■ **Testo fornito**
◇ ◇ ◇ ◇

Sergio Rame - Lun, 04/07/2016 - 08:38
"Talvolta i migranti non hanno i soldi per pagare il viaggio che hanno effettuato via terra, né a chi rivolgersi per pagare il viaggio in mare, e allora mi è stato raccontato che queste persone che non possono pagare vengono consegnate a degli egiziani, che li uccidono per prelevarne gli organi e rivenderli in Egitto per una somma di circa 15.000 dollari.
In particolare questi egiziani vengono attrezzati per espiantare l’organo e trasportarlo in borse termiche". Anche grazie alla denuncia di Nuredin Atta Wehabrebi, un trafficante di esseri umani che da un anno collabora con la giustizia italiana, la procura di Palermo ha potuto fermare 38 persone accusandole, a vario titolo, di favoreggiamento dell'immigrazione clandestina e altri reati.
Cosi clandestini entravano in Italia
I reati di cui sono accusati sono pesantissimi. Si va dall'associazione per delinquere finalizzata al favoreggiamento dell'immigrazione clandestina all'esercizio abusivo dell'attività di intermediazione finanziaria, e si arriva all'associazione per delinquere finalizzata al traffico internazionale di stupefacenti, tutti aggravati dal carattere transnazionale del sodalizio criminoso. Nel corso delle indagini, svolte dalle squadre mobili di Palermo ed Agrigento e dal Servizio centrale operativo, "è stata ricostruita la struttura organizzativa di un pericoloso network criminale e sono stati individuati ingenti flussi di denaro, provento del traffico di migranti". Come spiegano gli stessi investigatori, "è stata individuata la centrale delle transazioni finanziarie effettuate tramite hawala in un esercizio commerciale ubicato a Roma, dove, lo scorso 13 giugno, sono stati sequestrati 526.000 euro e 25.000 dollari in contanti, oltre ad un libro mastro, riportante nominativi di cittadini stranieri ed utenze di riferimento". Le indagini hanno permesso di "evidenziare diverse modalità utilizzate dal sodalizio per far arrivare i migranti sul territorio nazionale, non solo via mare, ma anche tramite falsi ricongiungimenti familiari". "I principali indagati - concludono gli inquirenti - gestivano anche una fiorente attività di traffico internazionale di stupefacente del tipo catha o qat, droga importata dall'Etiopia, inserita per la legislazione italiana tra le droghe pesanti".

◇ ◇ ◇ ◇

■ **Estratto dei dati**
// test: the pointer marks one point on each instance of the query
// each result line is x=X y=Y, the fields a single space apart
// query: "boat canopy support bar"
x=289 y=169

◇ ◇ ◇ ◇

■ **Obiettivo**
Puoi riprendere l'articolo sull'inchiesta della procura di Palermo contro il traffico di migranti e continuarlo a partire dalla frase finale sul qat?

■ **In risposta**
Un giro d'affari milionario
Secondo quanto raccontato da Atta Wehabrebi, la cui denuncia è stata pubblicata dal Corriere della Sera, l'organizzazione criminale arrivava a "fatturare" milioni di euro. Nella sola estate del 2015 ha gestito almeno sei sbarchi con cui sono arrivati a Palermo oltre 4.000 immigrati che, dopo la traversata in mare, sono stati aiutati a fuggire dai centri di prima accoglienza. "L’organizzazione opera come un vero e proprio network criminale, con diverse cellule operanti nei territori di riferimento, cui vengono attribuiti compiti specifici e determinati al fine di organizzare i viaggi e favorire così l’ingresso e la permanenza clandestina in Italia dei migranti - spiegano il procuratore di Palermo Franco Lo Voi, l’aggiunto Maurizio Scalia e i sostituti Calogero Ferrara e Claudio Camilleri – in un secondo momento viene organizzata la logistica per il loro allontanamento dal territorio italiano e raggiungere così la meta finale di tali viaggi, in genere un paese del Nord Europa, in cui il migrante raggiunge il suo gruppo familiare o amicale".
I falsi ricongiungimenti familiari
La rete criminale sgominata oggi organizzava anche falsi ricongiungimenti familiari facendo figurare matrimoni inesistenti tra stranieri già legittimamente in Italia e persone con cui non hanno alcun legame. Il costo di ogni falso matrimonio oscilla dai 10mila ai 15mila euro a persona. "Questo - spiegano gli inquirenti - mostra come vi sia una vera e propria distinzione socio-economico anche all’interno del mondo genericamente indicato come quello dei 'migranti'". Dalle indagini è poi emerso che, tappa dopo tappa, i parenti che risiedono all'estero erano chiamati a pagare con il sistema money transfer o con l'hawala, un sorta di sistema informale di trasferimento di valori basato sulle prestazioni e sull'onore di una vasta rete di mediatori. I soldi venivano, poi, raccolti nei negozi legati a questa rete criminale. Tra questi, secondo le informazioni fornite da Nuredin Atta Wehabrebi, c'erano "un bar a Palermo, in vicolo Santa Rosalia, gestito dall’etiope Sebsidie Tadele, e una profumeria a Roma, in via Volturno, a pochi passi dalla stazione Termini, gestito dall'eritreo Solomon Araya Gebremichael".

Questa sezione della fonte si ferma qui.